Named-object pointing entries

-- begin --

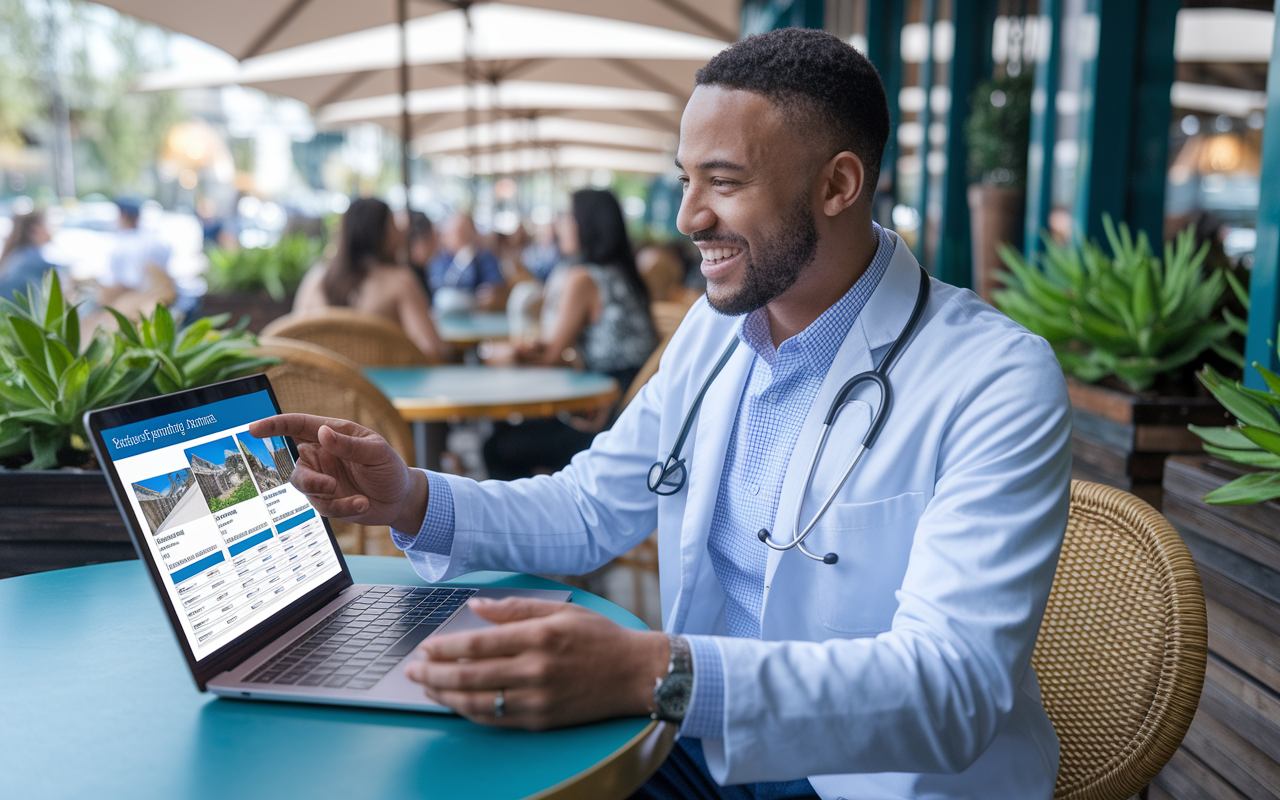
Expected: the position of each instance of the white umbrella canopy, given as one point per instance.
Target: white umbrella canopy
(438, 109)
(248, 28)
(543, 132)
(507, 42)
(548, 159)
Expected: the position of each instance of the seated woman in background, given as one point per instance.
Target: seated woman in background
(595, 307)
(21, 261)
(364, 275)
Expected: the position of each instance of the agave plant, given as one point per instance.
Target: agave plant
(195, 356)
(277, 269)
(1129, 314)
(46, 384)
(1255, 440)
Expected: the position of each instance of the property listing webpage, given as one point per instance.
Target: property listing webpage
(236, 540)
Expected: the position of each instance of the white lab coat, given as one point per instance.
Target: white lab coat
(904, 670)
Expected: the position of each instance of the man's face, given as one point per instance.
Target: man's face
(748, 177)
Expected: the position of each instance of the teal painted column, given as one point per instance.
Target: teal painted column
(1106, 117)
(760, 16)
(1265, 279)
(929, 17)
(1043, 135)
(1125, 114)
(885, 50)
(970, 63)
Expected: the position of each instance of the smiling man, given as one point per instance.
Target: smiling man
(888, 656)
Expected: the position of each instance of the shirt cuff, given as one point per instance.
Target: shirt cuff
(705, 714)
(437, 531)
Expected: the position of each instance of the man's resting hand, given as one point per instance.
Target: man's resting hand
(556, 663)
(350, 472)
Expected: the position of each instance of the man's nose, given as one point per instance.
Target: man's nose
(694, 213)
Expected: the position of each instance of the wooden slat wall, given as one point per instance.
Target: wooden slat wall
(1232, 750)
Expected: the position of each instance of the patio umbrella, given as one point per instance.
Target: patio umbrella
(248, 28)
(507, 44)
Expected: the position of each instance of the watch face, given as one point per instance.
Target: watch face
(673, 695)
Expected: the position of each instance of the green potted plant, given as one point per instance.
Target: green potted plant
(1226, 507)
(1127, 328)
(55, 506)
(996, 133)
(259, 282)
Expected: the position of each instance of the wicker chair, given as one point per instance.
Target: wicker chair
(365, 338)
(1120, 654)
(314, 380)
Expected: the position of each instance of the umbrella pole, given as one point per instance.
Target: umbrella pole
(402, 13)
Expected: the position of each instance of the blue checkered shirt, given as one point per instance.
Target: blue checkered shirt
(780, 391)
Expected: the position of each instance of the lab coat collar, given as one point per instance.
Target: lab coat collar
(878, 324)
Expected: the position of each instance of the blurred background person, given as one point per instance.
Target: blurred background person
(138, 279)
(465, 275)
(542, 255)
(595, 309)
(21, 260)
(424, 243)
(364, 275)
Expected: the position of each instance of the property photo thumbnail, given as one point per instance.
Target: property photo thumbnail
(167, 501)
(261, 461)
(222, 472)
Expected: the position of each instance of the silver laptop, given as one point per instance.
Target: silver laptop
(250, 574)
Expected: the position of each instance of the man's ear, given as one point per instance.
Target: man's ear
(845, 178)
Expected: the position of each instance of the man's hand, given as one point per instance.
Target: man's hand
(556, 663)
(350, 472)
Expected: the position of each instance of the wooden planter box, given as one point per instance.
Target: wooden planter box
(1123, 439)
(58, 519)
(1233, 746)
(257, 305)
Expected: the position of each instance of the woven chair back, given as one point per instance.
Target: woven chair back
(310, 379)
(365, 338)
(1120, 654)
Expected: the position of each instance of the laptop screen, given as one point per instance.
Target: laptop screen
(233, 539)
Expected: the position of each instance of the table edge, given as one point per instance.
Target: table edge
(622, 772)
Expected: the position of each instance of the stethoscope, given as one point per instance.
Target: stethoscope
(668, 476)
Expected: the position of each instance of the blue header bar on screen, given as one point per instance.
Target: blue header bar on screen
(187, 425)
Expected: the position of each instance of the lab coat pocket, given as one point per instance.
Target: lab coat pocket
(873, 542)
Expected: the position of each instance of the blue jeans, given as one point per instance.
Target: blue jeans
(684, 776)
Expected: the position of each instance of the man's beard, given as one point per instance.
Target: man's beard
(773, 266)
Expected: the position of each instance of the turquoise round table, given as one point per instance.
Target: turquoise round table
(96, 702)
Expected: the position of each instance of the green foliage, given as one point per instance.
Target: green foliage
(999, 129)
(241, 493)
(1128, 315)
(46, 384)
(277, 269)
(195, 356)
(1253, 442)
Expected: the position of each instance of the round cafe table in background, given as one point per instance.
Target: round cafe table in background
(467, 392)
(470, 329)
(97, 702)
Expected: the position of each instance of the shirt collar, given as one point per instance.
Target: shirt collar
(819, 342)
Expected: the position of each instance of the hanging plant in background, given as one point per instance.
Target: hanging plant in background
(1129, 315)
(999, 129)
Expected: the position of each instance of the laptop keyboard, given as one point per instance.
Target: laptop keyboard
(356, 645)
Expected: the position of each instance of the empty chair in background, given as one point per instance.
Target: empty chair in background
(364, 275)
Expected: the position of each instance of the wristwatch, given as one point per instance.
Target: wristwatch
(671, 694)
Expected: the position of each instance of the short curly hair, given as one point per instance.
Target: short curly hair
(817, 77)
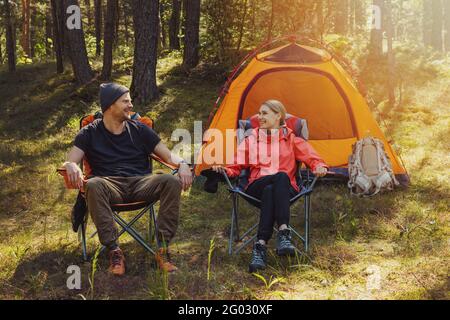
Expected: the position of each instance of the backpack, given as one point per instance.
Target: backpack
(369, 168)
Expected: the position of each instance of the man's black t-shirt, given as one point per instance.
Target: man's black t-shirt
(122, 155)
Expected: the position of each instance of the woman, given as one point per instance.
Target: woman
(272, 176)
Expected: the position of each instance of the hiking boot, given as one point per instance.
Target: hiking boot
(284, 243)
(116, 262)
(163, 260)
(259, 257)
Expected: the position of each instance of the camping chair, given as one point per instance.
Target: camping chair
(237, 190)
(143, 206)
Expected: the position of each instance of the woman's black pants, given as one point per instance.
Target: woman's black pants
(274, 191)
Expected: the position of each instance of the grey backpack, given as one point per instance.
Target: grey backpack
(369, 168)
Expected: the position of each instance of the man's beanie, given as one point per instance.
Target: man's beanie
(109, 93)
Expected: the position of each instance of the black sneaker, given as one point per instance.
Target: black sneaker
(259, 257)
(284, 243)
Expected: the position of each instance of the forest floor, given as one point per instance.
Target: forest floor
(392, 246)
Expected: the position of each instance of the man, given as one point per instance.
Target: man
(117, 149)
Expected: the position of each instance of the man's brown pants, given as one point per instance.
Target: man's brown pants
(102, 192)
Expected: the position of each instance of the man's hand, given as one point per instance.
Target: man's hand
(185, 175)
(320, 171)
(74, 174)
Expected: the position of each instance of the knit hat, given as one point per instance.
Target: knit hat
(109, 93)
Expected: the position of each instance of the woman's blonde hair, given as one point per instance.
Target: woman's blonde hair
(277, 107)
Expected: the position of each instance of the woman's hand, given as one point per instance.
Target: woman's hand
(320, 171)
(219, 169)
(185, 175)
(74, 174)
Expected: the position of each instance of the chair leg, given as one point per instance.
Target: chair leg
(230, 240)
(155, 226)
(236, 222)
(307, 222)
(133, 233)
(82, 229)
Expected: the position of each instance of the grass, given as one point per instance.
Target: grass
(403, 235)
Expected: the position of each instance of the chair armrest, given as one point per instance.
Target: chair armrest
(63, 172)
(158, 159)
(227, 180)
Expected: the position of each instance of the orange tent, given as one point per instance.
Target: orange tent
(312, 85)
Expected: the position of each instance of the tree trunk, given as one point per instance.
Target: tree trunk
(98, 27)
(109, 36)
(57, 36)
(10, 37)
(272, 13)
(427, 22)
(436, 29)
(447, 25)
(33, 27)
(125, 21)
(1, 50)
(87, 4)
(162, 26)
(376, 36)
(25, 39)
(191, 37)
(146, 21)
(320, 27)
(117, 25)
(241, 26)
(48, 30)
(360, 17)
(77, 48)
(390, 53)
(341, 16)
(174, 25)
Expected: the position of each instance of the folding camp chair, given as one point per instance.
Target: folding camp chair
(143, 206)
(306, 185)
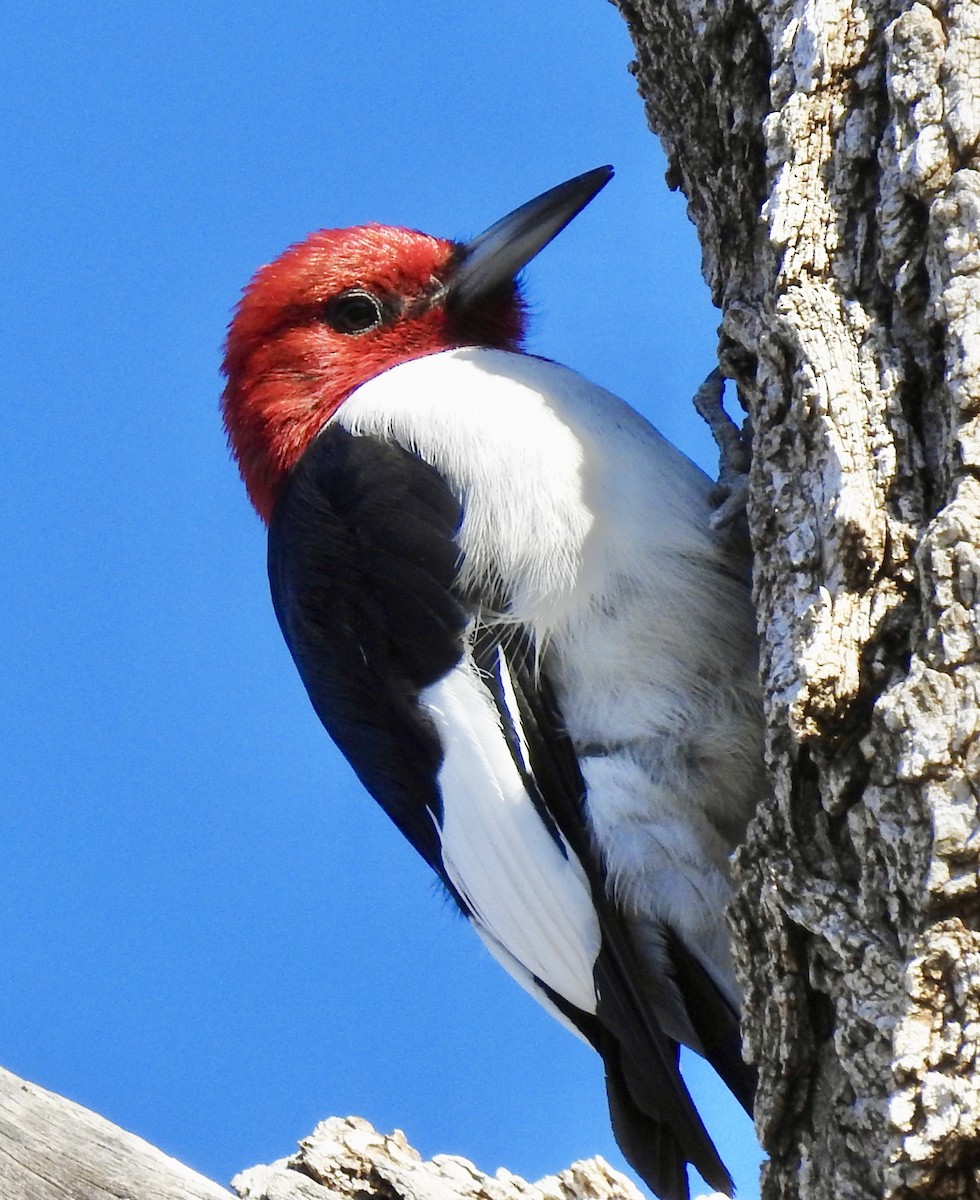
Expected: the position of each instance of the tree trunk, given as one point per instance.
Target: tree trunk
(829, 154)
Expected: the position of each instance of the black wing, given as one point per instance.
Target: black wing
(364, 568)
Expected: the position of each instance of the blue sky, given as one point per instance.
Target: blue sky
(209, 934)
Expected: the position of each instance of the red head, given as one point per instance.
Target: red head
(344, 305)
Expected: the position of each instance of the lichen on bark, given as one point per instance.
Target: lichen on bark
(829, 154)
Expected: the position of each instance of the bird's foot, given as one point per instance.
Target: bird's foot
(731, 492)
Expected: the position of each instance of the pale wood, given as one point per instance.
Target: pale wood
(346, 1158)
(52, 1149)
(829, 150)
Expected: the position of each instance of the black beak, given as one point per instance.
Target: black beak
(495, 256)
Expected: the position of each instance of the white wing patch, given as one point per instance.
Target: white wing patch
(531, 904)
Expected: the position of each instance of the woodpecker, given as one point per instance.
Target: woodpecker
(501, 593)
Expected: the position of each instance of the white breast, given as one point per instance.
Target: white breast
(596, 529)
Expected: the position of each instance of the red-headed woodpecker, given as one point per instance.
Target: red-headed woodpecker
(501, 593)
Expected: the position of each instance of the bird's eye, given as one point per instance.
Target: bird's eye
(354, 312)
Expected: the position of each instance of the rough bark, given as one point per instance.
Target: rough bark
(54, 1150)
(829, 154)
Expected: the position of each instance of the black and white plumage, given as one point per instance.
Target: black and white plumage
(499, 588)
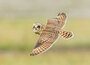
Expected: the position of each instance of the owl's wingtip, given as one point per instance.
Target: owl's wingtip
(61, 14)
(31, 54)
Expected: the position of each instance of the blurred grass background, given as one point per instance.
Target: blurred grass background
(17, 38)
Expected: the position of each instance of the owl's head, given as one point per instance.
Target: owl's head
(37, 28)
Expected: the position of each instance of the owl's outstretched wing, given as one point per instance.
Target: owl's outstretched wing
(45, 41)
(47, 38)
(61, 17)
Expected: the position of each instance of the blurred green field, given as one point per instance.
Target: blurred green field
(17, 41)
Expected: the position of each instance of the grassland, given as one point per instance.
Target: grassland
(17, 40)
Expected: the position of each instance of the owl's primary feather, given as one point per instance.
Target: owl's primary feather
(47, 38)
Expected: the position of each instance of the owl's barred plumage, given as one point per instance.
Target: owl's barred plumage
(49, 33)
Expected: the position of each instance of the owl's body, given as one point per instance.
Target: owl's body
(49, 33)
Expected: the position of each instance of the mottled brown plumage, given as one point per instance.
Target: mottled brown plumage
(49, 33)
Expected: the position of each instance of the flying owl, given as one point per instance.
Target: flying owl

-- end --

GIVEN EXERCISE →
Return the lines exactly as they appear, from the line with "Expected: the position of each instance of the man's ear, given" up to and including the line with "(1253, 442)".

EXERCISE OUTPUT →
Expected: the position of each instance of the man's ear, given as one point per instance.
Target: man's ear
(845, 178)
Expected: the position of each instance of the man's hand, given as one point per instance.
Target: man's hand
(556, 663)
(350, 472)
Expected: the position of each instance of the wooden planter box, given as one point per instance.
Target: wooden planter box
(1123, 439)
(58, 519)
(1233, 746)
(257, 305)
Expected: the position of each instance of the woven chair back, given as one point per instance.
Target: woven chair back
(310, 379)
(365, 338)
(1120, 654)
Expected: the position of each instance of the laptop screen, given as one point per instance.
Target: laptop screen
(233, 539)
Expected: the position of each instance of the table edge, given as one point per instance.
Target: table edge
(622, 772)
Expected: the position of each instance of the stethoscope, given as one point per instance.
Target: stethoscope
(668, 476)
Expected: the position of each instance of the blue header bar on screen, given as one point per instance.
Target: blue header bar on screen
(187, 425)
Expected: the position of each instance of the lab coat pocket, given as one point per instance.
Target: lab coat pocket
(873, 542)
Expected: the position of each instance of the blue jeans, given as one point per instance.
Target: blue jeans
(684, 776)
Expected: the position of each instance of the man's beard, given as one point per instance.
Target: man's beard
(773, 266)
Expected: the position of each instance of the turquoise round table, given as one point per instance.
Target: turquoise round table
(96, 702)
Expected: the position of each instance of the green foliage, given as one point per instance.
Target: green foliage
(999, 129)
(241, 493)
(1128, 315)
(46, 384)
(277, 269)
(195, 356)
(1253, 442)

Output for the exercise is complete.